_Exercise prompt:_ Report every line from the material that contains the word "below".

═══ Records provided

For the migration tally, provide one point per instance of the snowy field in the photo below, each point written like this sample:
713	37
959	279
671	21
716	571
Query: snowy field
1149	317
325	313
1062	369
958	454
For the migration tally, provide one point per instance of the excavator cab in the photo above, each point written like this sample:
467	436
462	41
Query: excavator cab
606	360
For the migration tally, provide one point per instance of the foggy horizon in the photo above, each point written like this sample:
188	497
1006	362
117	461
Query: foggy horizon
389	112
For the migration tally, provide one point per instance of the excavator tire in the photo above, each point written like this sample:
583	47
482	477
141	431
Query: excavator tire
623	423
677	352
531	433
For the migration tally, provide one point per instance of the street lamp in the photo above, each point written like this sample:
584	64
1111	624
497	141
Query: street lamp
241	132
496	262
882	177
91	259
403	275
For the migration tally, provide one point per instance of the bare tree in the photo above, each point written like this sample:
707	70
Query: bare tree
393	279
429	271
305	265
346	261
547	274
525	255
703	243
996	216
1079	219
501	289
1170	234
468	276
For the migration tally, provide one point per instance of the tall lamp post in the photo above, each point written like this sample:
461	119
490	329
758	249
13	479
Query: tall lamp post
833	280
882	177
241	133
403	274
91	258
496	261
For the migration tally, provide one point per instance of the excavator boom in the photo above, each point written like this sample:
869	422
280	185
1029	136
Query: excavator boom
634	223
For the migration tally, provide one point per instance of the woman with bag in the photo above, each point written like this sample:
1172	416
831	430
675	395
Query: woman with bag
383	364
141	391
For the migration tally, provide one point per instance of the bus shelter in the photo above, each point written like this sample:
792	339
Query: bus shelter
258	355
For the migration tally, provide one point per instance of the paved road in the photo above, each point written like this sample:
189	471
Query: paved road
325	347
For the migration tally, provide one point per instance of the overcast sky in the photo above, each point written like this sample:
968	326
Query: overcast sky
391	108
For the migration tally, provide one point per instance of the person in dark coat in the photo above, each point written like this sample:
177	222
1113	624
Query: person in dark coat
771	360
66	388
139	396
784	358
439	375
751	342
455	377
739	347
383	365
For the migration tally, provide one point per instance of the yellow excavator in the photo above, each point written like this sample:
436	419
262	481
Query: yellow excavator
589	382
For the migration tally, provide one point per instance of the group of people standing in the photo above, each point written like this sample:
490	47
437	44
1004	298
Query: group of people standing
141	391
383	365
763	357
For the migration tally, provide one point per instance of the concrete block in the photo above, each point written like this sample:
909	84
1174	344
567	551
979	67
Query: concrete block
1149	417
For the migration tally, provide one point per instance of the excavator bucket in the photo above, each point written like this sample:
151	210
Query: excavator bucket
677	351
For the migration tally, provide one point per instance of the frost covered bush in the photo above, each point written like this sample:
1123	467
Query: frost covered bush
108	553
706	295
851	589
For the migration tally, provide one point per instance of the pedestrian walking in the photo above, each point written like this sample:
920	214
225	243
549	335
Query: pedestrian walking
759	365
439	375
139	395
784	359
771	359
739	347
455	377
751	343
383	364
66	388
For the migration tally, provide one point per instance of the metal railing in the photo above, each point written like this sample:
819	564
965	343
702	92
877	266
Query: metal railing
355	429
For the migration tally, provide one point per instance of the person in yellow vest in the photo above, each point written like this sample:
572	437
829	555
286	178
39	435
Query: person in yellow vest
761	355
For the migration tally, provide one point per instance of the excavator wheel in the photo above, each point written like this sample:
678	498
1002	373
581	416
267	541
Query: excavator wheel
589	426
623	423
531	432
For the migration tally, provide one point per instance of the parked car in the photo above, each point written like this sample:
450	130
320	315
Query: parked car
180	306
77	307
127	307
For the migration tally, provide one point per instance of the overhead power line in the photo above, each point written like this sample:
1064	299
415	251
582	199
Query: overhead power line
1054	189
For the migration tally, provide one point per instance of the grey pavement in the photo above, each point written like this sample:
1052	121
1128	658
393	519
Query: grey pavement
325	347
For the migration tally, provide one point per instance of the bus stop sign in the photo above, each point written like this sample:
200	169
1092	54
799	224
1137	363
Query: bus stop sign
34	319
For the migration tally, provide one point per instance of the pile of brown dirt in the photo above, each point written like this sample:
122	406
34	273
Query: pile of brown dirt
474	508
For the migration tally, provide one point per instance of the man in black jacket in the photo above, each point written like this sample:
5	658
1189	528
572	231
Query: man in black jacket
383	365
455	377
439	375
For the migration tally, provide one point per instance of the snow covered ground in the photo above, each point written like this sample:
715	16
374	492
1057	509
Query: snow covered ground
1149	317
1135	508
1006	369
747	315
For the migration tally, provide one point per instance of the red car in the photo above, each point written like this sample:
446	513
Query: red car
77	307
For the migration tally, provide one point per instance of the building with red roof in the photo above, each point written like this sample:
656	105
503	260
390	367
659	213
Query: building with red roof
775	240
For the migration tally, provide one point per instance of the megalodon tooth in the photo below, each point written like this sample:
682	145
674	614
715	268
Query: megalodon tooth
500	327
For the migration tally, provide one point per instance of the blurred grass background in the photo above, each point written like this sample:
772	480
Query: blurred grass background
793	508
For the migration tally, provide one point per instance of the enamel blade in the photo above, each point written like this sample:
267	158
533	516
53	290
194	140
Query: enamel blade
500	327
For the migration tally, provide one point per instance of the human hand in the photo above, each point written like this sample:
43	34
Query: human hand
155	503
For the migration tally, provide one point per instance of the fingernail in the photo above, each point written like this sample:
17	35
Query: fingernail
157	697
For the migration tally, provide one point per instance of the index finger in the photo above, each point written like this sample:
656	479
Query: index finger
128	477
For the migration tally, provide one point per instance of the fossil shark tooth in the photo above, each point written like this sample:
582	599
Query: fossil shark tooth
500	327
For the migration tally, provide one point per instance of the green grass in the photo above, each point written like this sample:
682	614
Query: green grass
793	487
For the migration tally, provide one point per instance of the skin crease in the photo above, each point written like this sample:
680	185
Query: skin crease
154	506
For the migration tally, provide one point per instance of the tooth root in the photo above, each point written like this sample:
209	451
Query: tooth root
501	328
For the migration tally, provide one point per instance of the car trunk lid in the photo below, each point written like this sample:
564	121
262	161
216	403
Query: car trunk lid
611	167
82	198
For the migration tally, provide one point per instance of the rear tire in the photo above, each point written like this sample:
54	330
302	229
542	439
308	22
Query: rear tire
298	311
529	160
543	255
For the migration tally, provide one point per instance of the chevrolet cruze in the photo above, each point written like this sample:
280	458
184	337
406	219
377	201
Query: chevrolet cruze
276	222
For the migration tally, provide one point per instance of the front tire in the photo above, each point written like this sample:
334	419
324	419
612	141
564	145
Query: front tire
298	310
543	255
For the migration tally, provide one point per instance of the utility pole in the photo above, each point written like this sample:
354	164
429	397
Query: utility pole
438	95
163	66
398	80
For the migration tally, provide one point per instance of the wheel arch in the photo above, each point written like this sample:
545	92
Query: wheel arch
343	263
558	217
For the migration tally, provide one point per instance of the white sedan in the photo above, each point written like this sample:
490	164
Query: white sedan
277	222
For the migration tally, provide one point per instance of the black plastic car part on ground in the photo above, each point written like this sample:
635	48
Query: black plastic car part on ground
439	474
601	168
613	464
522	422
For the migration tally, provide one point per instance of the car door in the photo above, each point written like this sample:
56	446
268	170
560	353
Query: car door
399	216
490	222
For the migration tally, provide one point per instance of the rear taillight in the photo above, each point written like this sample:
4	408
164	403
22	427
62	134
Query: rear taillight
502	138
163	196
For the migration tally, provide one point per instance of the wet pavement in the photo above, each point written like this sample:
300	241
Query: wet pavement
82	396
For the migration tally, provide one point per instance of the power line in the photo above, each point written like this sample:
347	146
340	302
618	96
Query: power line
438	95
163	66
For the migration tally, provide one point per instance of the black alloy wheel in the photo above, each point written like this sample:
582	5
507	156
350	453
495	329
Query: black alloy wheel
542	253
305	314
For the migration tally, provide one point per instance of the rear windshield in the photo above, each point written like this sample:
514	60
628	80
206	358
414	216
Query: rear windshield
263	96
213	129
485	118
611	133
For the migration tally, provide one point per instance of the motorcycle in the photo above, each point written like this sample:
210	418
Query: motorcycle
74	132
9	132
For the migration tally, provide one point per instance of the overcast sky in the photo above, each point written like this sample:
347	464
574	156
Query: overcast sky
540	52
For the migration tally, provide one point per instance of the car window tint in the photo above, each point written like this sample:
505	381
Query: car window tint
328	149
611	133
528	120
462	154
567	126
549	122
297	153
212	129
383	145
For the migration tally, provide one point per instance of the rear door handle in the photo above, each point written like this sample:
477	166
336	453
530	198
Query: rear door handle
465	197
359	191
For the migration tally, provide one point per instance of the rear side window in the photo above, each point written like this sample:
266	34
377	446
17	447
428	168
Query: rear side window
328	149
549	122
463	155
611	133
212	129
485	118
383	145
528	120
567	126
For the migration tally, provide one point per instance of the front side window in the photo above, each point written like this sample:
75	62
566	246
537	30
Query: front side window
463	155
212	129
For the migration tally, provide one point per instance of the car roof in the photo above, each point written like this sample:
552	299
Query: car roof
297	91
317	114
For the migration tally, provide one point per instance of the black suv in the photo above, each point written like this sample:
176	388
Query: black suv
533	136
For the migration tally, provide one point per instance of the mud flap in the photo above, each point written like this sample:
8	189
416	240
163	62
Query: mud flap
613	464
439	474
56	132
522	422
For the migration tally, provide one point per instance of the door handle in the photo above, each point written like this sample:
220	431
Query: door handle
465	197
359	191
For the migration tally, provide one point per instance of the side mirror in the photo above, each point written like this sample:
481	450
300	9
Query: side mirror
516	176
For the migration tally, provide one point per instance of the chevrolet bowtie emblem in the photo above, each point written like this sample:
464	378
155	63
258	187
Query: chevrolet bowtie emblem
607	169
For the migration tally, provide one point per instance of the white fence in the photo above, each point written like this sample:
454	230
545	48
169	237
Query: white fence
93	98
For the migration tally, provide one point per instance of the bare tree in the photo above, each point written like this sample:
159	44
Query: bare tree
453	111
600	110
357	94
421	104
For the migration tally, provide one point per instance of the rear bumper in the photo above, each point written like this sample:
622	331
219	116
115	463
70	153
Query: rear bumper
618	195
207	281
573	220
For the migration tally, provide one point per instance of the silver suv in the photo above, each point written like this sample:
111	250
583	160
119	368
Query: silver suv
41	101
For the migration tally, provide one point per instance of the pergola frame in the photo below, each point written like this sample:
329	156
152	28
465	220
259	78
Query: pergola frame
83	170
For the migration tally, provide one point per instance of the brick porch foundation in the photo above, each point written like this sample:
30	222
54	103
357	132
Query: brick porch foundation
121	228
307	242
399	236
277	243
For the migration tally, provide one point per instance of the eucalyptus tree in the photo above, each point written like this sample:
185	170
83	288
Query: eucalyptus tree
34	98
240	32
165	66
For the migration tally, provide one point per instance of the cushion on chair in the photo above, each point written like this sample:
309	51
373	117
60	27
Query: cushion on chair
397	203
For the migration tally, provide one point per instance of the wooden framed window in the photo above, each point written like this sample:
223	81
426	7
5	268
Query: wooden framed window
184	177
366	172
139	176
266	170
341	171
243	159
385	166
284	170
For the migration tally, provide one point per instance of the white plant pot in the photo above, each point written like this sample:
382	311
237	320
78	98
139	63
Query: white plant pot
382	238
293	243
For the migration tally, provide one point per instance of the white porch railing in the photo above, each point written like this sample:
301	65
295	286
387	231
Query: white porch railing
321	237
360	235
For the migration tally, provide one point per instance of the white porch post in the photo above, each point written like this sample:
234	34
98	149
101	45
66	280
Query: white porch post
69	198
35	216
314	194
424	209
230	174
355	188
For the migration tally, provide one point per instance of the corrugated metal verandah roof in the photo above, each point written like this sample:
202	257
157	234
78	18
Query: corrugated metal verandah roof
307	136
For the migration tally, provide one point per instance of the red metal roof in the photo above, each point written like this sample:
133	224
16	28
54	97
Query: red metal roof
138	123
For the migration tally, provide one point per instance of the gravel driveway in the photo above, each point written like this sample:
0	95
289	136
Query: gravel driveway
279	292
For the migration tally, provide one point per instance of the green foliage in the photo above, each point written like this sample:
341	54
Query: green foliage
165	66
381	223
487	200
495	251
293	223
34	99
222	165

══════

_Response box:_
For the migration tally, provide one point per instance of the snowy field in the photo below, each point written like this sample:
For the migration tally, provide one point per instance of the megalodon tooth in the photo below, each point written like this sample:
For the migration tally, provide one point per instance of the car trunk lid in the photo below, each point written like this sample:
For the migration tally, provide one point per instance of the pergola frame in the photo below, each point written like this sample:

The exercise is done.